> **Work to be completed**: All the data should be transcribed exactly, with every line kept.

> **Referring expression data**:
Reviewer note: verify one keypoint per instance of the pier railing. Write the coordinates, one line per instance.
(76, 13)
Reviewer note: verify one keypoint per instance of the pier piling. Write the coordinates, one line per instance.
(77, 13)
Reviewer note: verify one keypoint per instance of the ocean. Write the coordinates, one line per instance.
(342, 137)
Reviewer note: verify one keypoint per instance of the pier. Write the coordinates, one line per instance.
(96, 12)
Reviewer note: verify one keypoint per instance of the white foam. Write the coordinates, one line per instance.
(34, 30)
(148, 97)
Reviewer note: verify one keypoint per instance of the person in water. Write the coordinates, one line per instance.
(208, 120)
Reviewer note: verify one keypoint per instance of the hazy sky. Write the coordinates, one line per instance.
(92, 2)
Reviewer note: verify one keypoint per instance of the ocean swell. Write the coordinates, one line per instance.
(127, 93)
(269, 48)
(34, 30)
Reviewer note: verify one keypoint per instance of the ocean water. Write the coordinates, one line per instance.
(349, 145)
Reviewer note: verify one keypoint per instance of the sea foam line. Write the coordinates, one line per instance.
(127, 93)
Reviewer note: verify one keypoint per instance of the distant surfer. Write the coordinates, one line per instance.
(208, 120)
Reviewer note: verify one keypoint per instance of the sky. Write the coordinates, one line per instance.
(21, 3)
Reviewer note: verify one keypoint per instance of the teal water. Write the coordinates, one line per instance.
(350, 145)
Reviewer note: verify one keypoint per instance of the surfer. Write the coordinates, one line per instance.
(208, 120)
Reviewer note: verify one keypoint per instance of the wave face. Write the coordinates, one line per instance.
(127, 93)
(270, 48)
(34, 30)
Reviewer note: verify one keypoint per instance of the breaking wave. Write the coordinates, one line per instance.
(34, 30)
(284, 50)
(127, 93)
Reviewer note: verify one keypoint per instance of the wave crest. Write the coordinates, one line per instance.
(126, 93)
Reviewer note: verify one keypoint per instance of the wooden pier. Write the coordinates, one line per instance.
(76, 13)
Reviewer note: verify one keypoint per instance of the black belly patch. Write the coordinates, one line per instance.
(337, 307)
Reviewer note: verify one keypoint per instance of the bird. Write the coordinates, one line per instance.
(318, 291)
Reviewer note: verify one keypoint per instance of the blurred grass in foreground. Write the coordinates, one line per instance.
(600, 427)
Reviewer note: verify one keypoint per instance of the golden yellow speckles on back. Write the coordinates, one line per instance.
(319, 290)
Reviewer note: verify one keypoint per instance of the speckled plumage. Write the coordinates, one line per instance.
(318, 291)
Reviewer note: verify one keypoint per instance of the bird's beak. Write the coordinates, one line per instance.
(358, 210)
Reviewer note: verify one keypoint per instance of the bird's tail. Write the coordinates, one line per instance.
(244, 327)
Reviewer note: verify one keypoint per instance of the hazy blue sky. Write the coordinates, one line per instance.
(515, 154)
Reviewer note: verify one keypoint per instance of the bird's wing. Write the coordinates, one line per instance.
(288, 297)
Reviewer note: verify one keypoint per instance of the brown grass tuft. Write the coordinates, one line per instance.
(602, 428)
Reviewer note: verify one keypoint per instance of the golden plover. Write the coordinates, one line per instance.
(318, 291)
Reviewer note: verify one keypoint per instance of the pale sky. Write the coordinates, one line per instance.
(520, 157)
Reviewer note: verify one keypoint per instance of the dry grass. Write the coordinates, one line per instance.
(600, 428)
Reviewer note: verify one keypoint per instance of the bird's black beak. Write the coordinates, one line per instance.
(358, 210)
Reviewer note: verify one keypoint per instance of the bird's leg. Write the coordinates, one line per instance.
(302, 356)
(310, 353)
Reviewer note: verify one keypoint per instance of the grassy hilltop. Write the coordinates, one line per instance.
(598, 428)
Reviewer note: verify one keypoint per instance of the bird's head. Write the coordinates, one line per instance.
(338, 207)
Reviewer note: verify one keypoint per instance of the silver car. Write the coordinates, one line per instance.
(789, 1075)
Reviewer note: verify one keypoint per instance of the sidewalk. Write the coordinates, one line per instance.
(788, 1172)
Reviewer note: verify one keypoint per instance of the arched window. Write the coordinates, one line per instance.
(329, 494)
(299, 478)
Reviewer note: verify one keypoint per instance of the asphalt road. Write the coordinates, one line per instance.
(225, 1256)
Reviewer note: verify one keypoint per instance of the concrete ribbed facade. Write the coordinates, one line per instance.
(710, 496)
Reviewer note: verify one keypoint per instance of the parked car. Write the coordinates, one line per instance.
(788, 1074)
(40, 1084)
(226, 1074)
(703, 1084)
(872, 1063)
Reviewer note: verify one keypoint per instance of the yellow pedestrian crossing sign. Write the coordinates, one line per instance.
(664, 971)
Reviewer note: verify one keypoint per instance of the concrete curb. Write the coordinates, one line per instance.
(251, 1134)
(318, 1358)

> **Solution**:
Reviewer note: verify one keypoint per instance of the pier railing. Write the coordinates, one line per instance.
(76, 13)
Reviewer note: verify one keypoint per instance of the pier piling. Write the coordinates, one line per instance.
(77, 13)
Reviewer note: verify one keypoint per instance of the ocean. Write the coordinates, one line per instance.
(342, 137)
Reviewer note: verify one keypoint per instance of the pier. Write the coordinates, one line per instance.
(96, 12)
Reviewer note: verify one keypoint per instance of the white foam. Write the coordinates, one line per instance.
(34, 30)
(148, 97)
Reviewer note: verify one keypoint per instance of the person in water. Write the coordinates, one line per instance.
(208, 120)
Reviewer note: verify one keypoint per instance of the hazy sky. Write the coordinates, one line per instance.
(92, 2)
Reviewer note: verify one keypoint per instance of the ocean swell. Write the coordinates, one line per instance.
(127, 93)
(269, 48)
(34, 30)
Reviewer note: verify one keypoint per instance of the ocean water. Write the coordinates, one line per instance.
(349, 145)
Reviewer note: verify one keypoint per instance of the sea foam line. Write the coordinates, one line per instance.
(127, 93)
Reviewer note: verify one keypoint per instance of the distant surfer. Write the coordinates, one line per instance.
(208, 120)
Reviewer note: verify one keypoint per instance of the sky. Write the coordinates, one line per instance.
(21, 3)
Reviewer note: verify one keypoint per instance of the teal water. Write the coordinates, one line per instance.
(350, 145)
Reviewer note: verify one keypoint per instance of the surfer. Write the coordinates, one line per instance.
(208, 120)
Reviewer note: verify one keypoint per instance of the wave face. Write the coordinates, one line per instance.
(127, 93)
(270, 48)
(34, 30)
Reviewer note: verify one keypoint per instance of the breaking wave. Write the coordinates, one line per instance.
(34, 30)
(284, 50)
(127, 93)
Reviewer note: verify one keypoint per instance of the wave crest. Write the coordinates, one line per instance.
(126, 93)
Reviewer note: verify one keypoint per instance of the wooden pier. Write the coordinates, one line per instance.
(76, 13)
Reviewer note: verify one keypoint per instance of the black belly patch. Write the coordinates, one line per instance.
(337, 307)
Reviewer note: verify one keypoint per instance of the bird. Write the coordinates, one line per instance.
(318, 291)
Reviewer note: verify one keypoint per instance of the blurred grass in foreground. Write the coordinates, one line per instance.
(600, 427)
Reviewer note: verify one keypoint per instance of the golden yellow speckles on back. Write the coordinates, one line per instance.
(319, 290)
Reviewer note: verify one keypoint per instance of the speckled plumage. Write the coordinates, one line per instance.
(318, 291)
Reviewer note: verify one keypoint per instance of the bird's beak. Write the coordinates, one line per instance.
(358, 210)
Reviewer note: verify one keypoint per instance of the bird's tail. Write the coordinates, one line per instance.
(244, 327)
Reviewer note: verify one keypoint per instance of the hazy blue sky. Write the coordinates, one line per instance.
(515, 154)
Reviewer note: verify one keypoint per instance of the bird's wing. Write the coordinates, one line per instance.
(288, 297)
Reviewer note: verify one keypoint per instance of the brown grass tuft. Write the coordinates, one line per instance.
(602, 428)
Reviewer note: verify one keypoint per instance of the golden plover. Write the coordinates, one line per instance.
(318, 291)
Reviewer note: verify one keypoint per instance of the pale sky. Write the coordinates, one line per instance.
(520, 157)
Reviewer note: verify one keypoint per instance of the dry grass. Write the coordinates, one line per instance.
(600, 428)
Reviewer note: verify one keypoint per instance of the bird's black beak. Write the coordinates, one line per instance.
(358, 210)
Reviewer note: verify one keypoint per instance of the bird's leg. Write the coordinates, one line per instance.
(302, 356)
(310, 353)
Reviewer note: verify one keypoint per instance of the grassy hilltop. Write the coordinates, one line per instance.
(598, 428)
Reviewer note: verify one keypoint per instance of the bird's head. Write the coordinates, one line per instance.
(338, 207)
Reviewer note: verify one keypoint per instance of the silver car. Write the coordinates, one line per instance.
(789, 1075)
Reviewer note: verify one keypoint per instance of the sidewalk. Write the coordinates, one line per instance.
(788, 1172)
Reviewer note: verify one keypoint per instance of the arched window. Write the coordinates, one line per instance.
(329, 494)
(299, 478)
Reviewer note: verify one keypoint per instance of the asphalt road. Write the coordinates, one line per instance.
(225, 1256)
Reviewer note: verify one keypoint per instance of the concrete ribbed facade. Write the coordinates, one line per instance.
(710, 496)
Reviewer note: verify one keypoint per instance of the parked car. Write the coordinates, one line per instance.
(788, 1074)
(40, 1084)
(226, 1074)
(703, 1084)
(872, 1063)
Reviewer note: verify one keypoint per instance of the yellow pedestrian crossing sign. Write the coordinates, one line per instance.
(664, 971)
Reviewer note: verify one keypoint per instance of the concrete curb. Write the coordinates, one line per instance.
(251, 1134)
(318, 1358)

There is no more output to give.